* **YOUR TASK**:
Find the lines holding the string "table" in the data, then copy all of them.

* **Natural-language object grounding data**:
····················
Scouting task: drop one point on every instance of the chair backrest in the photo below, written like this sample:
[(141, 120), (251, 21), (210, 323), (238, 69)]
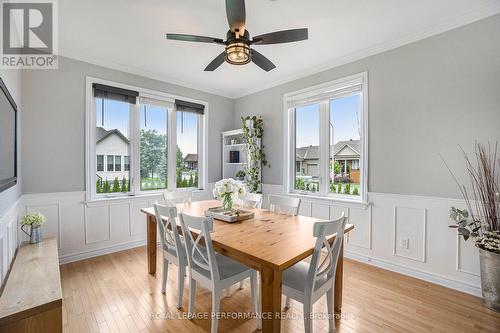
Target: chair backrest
[(169, 234), (285, 205), (251, 200), (178, 197), (320, 267), (199, 256)]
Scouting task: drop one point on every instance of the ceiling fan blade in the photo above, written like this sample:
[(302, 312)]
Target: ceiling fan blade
[(278, 37), (262, 61), (219, 60), (236, 15), (193, 38)]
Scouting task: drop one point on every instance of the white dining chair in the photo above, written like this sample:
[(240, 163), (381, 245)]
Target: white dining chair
[(284, 205), (177, 197), (250, 200), (172, 247), (213, 271), (307, 282)]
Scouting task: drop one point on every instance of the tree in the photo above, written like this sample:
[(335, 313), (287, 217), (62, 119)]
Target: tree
[(153, 153), (124, 185)]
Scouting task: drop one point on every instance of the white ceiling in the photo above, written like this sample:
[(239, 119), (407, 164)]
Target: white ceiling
[(129, 35)]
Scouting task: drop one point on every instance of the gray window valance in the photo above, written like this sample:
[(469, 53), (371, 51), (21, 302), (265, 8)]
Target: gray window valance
[(186, 106), (116, 94)]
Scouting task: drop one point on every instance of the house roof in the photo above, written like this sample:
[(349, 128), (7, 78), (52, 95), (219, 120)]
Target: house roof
[(312, 152), (102, 134), (191, 158)]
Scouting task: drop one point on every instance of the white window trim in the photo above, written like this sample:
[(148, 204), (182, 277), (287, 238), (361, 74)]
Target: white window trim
[(289, 139), (90, 160)]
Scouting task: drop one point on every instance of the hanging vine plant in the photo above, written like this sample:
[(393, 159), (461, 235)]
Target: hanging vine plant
[(253, 131)]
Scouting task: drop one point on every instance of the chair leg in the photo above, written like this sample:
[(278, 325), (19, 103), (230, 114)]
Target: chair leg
[(181, 271), (307, 318), (165, 275), (255, 298), (215, 310), (192, 294), (331, 314)]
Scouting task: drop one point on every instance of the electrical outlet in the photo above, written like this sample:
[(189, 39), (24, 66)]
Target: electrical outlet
[(404, 243)]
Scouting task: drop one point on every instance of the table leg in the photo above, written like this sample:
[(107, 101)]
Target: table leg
····················
* **RESULT**:
Scouting task: drop one point on every instance of the table leg in the photo above, written like this sample:
Target: table leg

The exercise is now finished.